■ Exercise requirements: Find every line in the entries below that contains the word "stone", and copy each of those lines. Matching is case-sensitive.

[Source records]
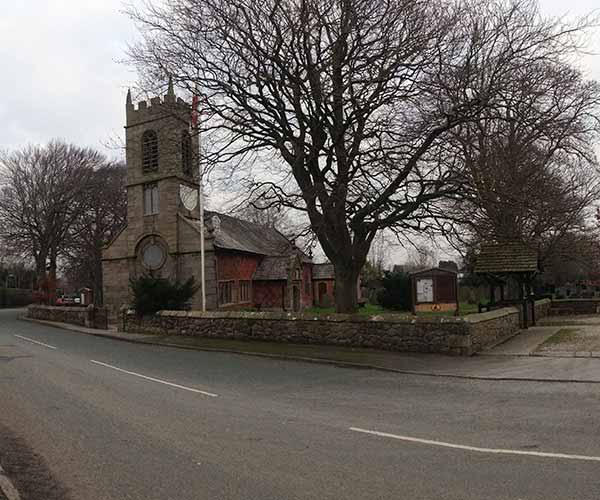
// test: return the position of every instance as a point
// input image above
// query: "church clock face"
(189, 197)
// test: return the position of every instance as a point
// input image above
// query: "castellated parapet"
(157, 108)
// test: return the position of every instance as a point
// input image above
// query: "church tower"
(162, 234)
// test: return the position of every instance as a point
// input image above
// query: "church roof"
(244, 236)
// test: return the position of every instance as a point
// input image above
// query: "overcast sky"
(61, 75)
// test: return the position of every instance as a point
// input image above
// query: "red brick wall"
(236, 266)
(307, 291)
(268, 294)
(329, 286)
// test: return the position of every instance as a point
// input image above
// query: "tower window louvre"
(150, 199)
(149, 151)
(186, 153)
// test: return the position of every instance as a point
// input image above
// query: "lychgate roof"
(506, 258)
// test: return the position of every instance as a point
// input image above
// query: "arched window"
(186, 152)
(149, 151)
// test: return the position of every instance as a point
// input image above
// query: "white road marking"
(191, 389)
(36, 342)
(478, 449)
(7, 487)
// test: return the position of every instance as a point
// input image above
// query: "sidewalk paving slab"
(487, 367)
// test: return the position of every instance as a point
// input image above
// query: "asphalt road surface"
(119, 421)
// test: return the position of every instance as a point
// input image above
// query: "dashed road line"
(499, 451)
(7, 487)
(35, 342)
(171, 384)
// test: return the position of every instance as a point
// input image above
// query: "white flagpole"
(201, 205)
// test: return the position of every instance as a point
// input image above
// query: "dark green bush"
(396, 292)
(152, 294)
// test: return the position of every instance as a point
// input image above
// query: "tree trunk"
(346, 289)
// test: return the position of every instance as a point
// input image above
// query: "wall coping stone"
(565, 301)
(58, 308)
(288, 316)
(490, 315)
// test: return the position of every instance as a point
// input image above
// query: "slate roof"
(273, 268)
(238, 234)
(245, 236)
(506, 258)
(323, 271)
(434, 270)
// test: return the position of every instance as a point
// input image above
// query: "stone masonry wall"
(90, 316)
(445, 335)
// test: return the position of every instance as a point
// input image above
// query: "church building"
(246, 265)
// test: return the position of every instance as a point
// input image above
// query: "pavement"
(515, 359)
(109, 419)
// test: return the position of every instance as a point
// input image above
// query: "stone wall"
(445, 335)
(493, 327)
(575, 306)
(90, 316)
(542, 308)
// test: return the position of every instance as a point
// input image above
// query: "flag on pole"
(194, 124)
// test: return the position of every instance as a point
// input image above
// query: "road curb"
(7, 487)
(304, 359)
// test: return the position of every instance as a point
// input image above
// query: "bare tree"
(342, 107)
(40, 198)
(530, 171)
(102, 217)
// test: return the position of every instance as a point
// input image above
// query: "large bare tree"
(41, 196)
(102, 217)
(342, 107)
(530, 169)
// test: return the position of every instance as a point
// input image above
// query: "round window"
(153, 256)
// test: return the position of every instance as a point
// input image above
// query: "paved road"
(108, 426)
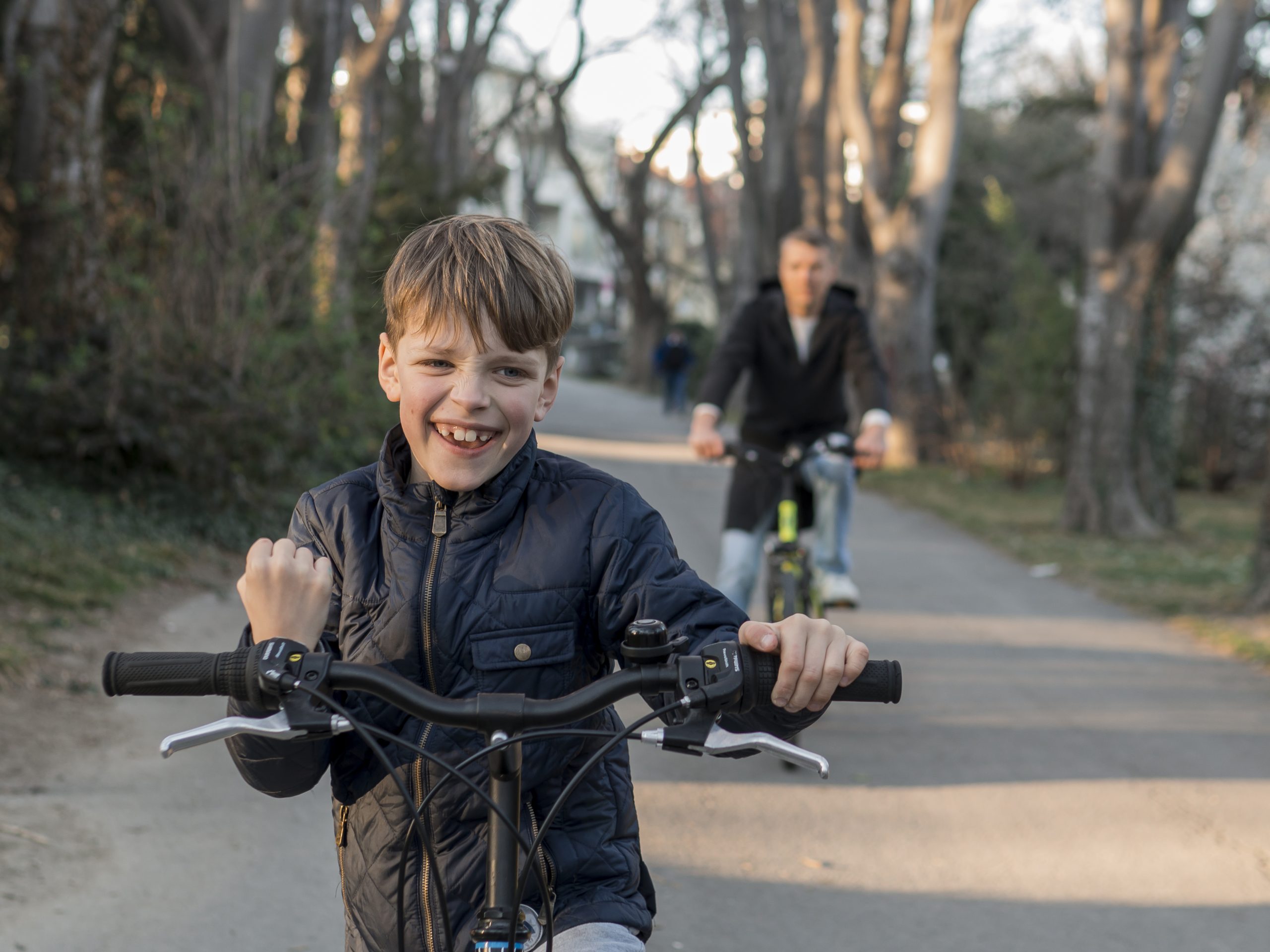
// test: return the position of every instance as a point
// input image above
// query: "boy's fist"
(285, 592)
(817, 659)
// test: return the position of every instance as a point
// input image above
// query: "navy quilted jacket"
(443, 588)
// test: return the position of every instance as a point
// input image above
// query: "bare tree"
(229, 49)
(628, 224)
(816, 26)
(709, 238)
(905, 228)
(456, 73)
(1146, 175)
(1259, 599)
(346, 201)
(58, 162)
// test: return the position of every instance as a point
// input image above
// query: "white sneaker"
(838, 591)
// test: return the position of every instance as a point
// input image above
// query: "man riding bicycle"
(801, 338)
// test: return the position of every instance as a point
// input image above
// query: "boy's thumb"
(760, 635)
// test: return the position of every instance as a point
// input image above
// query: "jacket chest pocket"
(535, 662)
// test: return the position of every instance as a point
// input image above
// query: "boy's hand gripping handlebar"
(723, 678)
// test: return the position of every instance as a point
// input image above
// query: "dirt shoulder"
(56, 721)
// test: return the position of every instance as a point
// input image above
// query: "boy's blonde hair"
(468, 267)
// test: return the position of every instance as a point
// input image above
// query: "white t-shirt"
(803, 330)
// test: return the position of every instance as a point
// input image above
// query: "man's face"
(806, 275)
(465, 412)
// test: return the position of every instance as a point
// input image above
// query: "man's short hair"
(465, 268)
(816, 238)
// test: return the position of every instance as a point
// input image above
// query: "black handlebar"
(252, 673)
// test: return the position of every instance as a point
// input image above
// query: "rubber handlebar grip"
(177, 673)
(879, 682)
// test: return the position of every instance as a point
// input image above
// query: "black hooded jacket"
(552, 555)
(788, 400)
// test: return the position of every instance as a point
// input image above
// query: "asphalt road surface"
(1061, 774)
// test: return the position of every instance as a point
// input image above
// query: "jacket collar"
(470, 515)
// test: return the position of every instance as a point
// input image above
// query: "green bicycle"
(792, 587)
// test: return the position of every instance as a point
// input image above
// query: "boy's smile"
(465, 412)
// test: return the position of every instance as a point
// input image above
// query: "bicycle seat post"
(500, 924)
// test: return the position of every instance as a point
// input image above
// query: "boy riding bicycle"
(801, 339)
(470, 561)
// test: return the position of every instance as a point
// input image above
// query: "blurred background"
(1057, 214)
(1056, 211)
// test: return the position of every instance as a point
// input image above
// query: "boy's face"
(465, 412)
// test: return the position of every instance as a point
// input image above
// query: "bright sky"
(635, 91)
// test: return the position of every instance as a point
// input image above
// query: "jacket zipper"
(341, 839)
(439, 531)
(545, 864)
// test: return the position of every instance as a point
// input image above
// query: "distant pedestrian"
(672, 359)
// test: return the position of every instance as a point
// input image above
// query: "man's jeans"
(596, 937)
(832, 479)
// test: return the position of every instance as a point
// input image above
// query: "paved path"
(1060, 776)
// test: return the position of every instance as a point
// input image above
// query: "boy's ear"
(550, 388)
(389, 371)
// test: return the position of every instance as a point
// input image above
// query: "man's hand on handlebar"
(817, 659)
(286, 592)
(870, 447)
(704, 437)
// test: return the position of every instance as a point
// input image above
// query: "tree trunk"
(906, 235)
(709, 244)
(1146, 176)
(627, 229)
(58, 168)
(1259, 598)
(816, 26)
(754, 235)
(784, 54)
(347, 205)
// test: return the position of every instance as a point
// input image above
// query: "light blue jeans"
(832, 479)
(596, 937)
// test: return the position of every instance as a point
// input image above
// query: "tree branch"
(1171, 198)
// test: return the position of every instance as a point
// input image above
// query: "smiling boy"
(469, 561)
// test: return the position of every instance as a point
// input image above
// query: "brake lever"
(720, 742)
(276, 726)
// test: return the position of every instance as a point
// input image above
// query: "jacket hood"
(769, 285)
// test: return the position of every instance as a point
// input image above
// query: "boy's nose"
(469, 393)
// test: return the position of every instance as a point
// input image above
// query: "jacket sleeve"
(732, 358)
(286, 769)
(638, 574)
(864, 363)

■ The reply:
// query: "wall coping stone"
// query: "stone masonry wall"
// query: "stone wall"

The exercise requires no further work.